» **Lo que se pide**:
En el fragmento sobre el procés, ¿qué pretendía la enmienda del PSOE que el Partido Popular rechazó en el último momento?

» **Fragmento**:
--------
El procés

Por Daniel Seijo

«Cuando amor es una orden, odio se puede convertir en un placer»

Charles Bukowski

«¿Resucitan los muertos? Los libros dicen que no, la noche grita que sí.»

John Fante

 

Desde que el 31 de julio de 2006 la soberanía del pueblo de Catalunya comenzase a ser secuestrada por una razón que se desconoce, todos los ciudadanos del estado nos hemos visto inmersos en una pesadilla política encarnada en un proceso que no sabemos exactamente lo que es y que pese a ello, parece dispuesto a proseguir su hasta ahora vacilante trayectoria repleta de argumentos poco concretos.

La inexistencia de un discurso político de alto nivel y las obvias contradicciones entre el sistema partidista y los proyectos de estado -estos últimos siempre ubicados en el largo plazo- finalmente nos han llevado  a una situación política en la que cada actor parece defender con vehemencia en público lo que veladamente está dispuesto a entregar en privado a la mínima oportunidad que se presente.  El no rotundo en el último momento del Partido Popular a una enmienda lanzada por el  PSOE, que pretendía paralizar el 155 en caso de que Puigdemont convocase elecciones, deja al descubierto un trasfondo en el que al Partido Popular, maquiavelicamente parece atraerle una DUI que lleva de forma automática a la aplicación del 155. Mientras que la independencia al PDeCAT,  parece producirle cada día más vértigo arrastrado a ella irremediablemente entre la presión de sus socios internos y la demostrada torpeza táctica de sus numerosos enemigos externos.

En todos estos años, el gobierno español como las malas dinastías y los regínemes políticos debilitados, no ha querido ganar la batalla sino humillar al contrincante. Mariano Rajoy y su gobierno han hecho del ego del nacionalismo español y de los cálculos electorales de la derecha, el principal obstáculo para lograr una salida pactada al procés. Atendiendo exclusivamente a una Constitución española hace ya tiempo instalada en las buhardillas de la periferia de la legitimidad social y con la perspectiva de ejercer su poder sobre una Catalunya en la que apenas supone una fuerza minoritaria, el Partido Popular se ha desvinculado de su responsabilidad con el conjunto del estado y ha decidido responder al fuego con fuego -o lo que es lo mismo- al nacionalismo catalán con nacionalismo español. Pareciese que en la fábrica independentista en la que se ha transformado Moncloa en los últimos años, han terminado descubriendo con asombro como en medio del deleznable lodazal político del más burdo chovinismo, se encontraba oculto un suculento granero de votos fácilmente explotables para un partido al que nunca le ha costado demasiado reconciliarse con los sectores políticos más conservadores de España, entre ellos también los más cercanos a la extrema derecha.

La injusta encarcelación en pleno proceso político de los líderes independentistas Jordi Sánchez y Jordi Cuixart, sumada a la irregular aplicación del artículo 155 de la Constitución, que finalmente saldrá adelante con el apoyo de las formaciones tradicionales del bipartidismo y Ciudadanos –partido este al que se le ha olvidado lo de terminar con la vieja política– harán prevalecer sobre Catalunya una compleja interpretación de la legalidad, sujeta a le legitimidad de una línea de poder que el común del pueblo catalán ya apenas alcanza a visualizar.
--------
» **Extractos del material**:
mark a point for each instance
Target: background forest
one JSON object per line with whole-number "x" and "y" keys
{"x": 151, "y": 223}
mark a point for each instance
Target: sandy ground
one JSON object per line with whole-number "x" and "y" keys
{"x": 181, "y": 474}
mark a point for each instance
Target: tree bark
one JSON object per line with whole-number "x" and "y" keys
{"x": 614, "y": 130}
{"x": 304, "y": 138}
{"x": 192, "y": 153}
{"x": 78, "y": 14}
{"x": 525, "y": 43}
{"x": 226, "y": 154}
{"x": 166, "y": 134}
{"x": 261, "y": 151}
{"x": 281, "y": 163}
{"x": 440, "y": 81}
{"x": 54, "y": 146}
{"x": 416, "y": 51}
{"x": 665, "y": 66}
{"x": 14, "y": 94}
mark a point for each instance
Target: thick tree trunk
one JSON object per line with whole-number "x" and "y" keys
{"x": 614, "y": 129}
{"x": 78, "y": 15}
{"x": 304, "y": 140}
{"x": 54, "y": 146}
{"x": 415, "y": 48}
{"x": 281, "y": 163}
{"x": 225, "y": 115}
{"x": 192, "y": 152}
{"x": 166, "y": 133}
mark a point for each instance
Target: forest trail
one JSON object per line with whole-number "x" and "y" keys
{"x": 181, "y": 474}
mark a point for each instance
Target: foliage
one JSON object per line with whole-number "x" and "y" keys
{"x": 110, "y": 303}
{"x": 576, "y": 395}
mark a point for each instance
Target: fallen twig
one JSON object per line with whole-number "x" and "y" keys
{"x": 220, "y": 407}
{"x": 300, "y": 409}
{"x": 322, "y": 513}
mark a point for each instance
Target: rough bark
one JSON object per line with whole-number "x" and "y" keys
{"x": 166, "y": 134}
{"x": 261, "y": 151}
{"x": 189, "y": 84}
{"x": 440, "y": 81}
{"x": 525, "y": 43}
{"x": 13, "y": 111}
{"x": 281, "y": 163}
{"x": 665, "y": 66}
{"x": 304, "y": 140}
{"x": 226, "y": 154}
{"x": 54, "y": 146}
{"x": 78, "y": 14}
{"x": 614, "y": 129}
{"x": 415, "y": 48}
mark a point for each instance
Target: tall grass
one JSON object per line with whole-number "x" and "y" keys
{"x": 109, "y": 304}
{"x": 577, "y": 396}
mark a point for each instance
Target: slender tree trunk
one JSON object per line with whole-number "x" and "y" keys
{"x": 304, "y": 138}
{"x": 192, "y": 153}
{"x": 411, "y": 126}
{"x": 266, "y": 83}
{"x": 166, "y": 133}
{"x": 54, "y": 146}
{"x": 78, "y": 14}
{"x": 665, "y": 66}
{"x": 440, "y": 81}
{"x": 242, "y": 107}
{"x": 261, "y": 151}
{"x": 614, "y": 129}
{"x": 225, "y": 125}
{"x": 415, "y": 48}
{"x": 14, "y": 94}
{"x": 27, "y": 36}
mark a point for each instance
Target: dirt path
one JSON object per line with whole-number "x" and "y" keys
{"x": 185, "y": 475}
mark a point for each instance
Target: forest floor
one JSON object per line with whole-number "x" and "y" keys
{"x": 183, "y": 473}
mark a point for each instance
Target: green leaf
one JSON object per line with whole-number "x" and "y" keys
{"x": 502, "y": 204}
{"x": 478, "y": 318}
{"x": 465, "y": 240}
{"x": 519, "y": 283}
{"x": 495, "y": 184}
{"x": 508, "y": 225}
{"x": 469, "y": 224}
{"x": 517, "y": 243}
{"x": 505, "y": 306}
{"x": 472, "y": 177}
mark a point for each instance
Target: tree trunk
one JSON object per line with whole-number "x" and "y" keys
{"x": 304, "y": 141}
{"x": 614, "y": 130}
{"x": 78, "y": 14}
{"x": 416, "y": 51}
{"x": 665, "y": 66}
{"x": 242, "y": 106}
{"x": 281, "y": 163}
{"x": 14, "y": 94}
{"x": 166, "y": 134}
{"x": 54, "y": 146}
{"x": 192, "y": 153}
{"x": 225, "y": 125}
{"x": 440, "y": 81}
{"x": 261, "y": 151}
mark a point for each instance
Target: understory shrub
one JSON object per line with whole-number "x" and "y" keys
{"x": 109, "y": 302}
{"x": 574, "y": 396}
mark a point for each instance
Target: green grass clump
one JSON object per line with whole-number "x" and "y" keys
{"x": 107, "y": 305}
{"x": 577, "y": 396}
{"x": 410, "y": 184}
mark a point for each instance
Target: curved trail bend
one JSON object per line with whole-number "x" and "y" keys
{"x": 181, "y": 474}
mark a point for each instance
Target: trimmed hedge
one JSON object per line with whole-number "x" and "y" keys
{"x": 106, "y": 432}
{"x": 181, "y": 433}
--------
» **Respuesta desarrollada**:
Pretendía paralizar el 155 en caso de que Puigdemont convocase elecciones.